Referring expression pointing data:
*** Block opens ***
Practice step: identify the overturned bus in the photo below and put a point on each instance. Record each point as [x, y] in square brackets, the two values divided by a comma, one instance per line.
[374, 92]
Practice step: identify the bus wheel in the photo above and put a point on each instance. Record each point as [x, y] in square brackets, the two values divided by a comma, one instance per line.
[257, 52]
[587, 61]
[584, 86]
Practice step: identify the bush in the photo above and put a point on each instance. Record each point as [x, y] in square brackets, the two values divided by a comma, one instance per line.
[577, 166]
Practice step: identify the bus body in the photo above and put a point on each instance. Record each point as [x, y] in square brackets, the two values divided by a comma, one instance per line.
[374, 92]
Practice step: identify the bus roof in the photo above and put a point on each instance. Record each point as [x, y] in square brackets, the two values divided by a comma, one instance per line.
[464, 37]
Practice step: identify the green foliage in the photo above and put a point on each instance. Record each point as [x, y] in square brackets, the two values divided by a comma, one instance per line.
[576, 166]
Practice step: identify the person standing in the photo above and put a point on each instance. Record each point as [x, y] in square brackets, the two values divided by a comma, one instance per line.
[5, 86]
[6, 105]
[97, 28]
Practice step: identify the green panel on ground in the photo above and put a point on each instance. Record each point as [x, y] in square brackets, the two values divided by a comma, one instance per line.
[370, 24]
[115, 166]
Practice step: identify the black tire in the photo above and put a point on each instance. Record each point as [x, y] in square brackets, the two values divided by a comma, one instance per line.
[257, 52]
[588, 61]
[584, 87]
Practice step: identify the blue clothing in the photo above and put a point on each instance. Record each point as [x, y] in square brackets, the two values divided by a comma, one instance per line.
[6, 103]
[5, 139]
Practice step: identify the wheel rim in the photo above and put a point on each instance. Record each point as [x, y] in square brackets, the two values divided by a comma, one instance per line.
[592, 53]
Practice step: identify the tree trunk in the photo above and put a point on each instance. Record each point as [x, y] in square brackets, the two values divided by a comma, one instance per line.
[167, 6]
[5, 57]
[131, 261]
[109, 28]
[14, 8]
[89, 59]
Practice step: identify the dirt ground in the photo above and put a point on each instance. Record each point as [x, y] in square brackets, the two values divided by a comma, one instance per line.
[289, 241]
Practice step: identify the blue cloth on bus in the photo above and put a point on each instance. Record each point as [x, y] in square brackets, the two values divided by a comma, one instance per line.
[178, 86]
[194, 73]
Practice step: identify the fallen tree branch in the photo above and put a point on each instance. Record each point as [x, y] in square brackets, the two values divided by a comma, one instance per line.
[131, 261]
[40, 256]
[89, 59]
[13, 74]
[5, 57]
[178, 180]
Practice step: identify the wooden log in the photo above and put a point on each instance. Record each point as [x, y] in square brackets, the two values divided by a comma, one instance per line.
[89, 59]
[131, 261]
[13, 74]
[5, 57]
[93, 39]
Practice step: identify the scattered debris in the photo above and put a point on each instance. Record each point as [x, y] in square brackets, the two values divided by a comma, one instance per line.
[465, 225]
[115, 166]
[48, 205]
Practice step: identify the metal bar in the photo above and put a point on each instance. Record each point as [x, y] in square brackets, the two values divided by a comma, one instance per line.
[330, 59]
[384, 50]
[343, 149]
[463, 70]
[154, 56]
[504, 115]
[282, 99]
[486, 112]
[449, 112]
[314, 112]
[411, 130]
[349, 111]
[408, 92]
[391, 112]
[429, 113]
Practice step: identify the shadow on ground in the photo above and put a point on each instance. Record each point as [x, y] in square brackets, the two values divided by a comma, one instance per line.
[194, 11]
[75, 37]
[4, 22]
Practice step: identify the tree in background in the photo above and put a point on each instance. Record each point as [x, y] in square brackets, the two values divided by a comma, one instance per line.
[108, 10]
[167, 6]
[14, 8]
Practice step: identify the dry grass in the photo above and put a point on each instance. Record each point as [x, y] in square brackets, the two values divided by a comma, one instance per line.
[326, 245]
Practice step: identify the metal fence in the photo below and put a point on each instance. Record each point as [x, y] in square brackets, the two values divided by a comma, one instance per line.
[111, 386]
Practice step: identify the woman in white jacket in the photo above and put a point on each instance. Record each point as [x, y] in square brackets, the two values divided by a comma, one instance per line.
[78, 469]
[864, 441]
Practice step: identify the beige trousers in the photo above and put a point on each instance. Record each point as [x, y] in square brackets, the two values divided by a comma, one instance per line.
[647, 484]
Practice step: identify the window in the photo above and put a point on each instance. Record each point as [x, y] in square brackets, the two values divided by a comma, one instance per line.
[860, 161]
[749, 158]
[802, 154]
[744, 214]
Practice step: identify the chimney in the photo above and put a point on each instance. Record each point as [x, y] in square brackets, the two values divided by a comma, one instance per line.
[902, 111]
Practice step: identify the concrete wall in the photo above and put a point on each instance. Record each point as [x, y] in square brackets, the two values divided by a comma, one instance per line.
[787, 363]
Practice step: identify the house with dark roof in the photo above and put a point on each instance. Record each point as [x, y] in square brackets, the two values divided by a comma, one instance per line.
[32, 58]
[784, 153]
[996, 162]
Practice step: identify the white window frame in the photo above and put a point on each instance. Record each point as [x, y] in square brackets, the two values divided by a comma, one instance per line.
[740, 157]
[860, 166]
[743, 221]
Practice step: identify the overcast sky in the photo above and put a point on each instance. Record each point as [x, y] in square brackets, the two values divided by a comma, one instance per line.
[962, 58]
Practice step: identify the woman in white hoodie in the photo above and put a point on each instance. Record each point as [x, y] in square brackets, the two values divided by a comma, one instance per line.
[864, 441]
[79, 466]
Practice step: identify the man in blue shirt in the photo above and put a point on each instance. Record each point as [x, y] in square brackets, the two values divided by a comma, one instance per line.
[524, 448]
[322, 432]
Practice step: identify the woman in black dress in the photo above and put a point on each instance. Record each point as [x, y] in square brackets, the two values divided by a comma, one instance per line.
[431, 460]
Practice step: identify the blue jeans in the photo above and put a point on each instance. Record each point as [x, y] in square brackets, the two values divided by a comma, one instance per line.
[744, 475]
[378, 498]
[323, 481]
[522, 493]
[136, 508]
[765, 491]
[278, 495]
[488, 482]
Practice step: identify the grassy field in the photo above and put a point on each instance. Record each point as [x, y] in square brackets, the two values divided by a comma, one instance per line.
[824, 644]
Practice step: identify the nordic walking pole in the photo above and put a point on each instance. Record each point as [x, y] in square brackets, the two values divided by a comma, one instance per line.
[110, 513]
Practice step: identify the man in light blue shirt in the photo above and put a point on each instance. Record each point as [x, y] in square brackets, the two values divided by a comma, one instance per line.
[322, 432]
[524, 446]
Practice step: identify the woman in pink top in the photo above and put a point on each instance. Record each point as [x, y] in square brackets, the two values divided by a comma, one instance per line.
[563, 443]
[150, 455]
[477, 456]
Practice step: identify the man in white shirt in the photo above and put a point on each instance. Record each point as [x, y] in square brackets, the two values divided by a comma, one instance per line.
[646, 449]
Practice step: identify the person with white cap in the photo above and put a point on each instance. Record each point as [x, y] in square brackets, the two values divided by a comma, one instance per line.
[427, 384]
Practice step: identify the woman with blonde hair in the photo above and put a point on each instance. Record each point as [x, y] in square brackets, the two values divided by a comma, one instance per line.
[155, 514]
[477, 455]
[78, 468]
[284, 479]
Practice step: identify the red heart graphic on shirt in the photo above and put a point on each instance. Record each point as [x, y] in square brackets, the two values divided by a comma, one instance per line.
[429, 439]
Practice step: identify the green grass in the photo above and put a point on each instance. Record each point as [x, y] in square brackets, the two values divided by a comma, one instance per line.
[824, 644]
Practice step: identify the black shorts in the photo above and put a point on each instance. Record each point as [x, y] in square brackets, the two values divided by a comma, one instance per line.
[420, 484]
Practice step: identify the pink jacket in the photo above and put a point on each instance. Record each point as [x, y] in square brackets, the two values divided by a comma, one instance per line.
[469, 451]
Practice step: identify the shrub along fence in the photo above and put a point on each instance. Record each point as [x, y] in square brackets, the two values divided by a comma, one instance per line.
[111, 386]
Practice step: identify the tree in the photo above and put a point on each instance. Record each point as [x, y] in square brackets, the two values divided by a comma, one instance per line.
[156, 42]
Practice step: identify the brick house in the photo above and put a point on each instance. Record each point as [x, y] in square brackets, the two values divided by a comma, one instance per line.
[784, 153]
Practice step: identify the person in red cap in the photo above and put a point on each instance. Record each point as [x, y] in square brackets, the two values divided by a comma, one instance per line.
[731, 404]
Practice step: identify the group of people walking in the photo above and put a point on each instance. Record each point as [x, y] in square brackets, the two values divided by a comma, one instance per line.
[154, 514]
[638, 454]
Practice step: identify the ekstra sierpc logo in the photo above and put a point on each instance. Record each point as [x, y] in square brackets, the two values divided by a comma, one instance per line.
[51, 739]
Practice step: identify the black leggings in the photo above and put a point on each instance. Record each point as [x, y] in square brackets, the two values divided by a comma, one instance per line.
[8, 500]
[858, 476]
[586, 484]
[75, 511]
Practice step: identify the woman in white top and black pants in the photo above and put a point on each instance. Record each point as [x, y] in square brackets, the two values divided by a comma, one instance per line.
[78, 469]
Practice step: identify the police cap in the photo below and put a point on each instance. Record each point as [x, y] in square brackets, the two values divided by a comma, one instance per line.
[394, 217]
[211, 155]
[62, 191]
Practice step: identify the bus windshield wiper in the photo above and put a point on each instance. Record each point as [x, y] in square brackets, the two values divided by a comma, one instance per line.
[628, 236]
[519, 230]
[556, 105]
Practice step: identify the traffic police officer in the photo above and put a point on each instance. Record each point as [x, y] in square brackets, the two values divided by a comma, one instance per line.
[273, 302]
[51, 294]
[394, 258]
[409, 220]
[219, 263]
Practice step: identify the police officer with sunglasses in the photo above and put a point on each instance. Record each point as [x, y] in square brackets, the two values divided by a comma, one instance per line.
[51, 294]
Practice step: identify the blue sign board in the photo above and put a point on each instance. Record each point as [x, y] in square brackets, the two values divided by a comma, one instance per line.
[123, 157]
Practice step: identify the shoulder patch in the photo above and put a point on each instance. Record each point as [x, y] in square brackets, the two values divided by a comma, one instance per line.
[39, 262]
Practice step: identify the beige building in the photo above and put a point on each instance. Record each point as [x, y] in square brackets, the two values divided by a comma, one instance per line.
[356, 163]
*** Block closes ***
EXERCISE BRIEF: From the line holding "Practice step: identify the traffic" to the final line of the data, output each line exactly and nothing more.

EXERCISE RESPONSE:
Practice step: identify the traffic police officer in the photo above and put a point on each instance. Record each point as [x, y] in square brackets, the two values divided by a comma, one instance per line.
[273, 302]
[51, 294]
[394, 258]
[409, 220]
[219, 263]
Practice step: identify the police officer with sunglasses in the photo above and put a point on each instance. Record each point as [x, y] in square brackets, the two values divided by a comma, one instance per line.
[51, 294]
Practice step: identify the blue sign board in the photo above and put a point on each instance. Record each point as [x, y] in square brackets, the two values divided by a comma, one instance per line.
[123, 157]
Practice step: identify the shoulder patch in the photo above and put a point on each instance. Record each point as [x, y] in square brackets, the two values divided by a comma, one instance per line.
[39, 262]
Practice step: identify the beige building in the photo above and put a point on each instance. Record each point as [x, y] in square brackets, the two values divided by a comma, one instance per line.
[356, 163]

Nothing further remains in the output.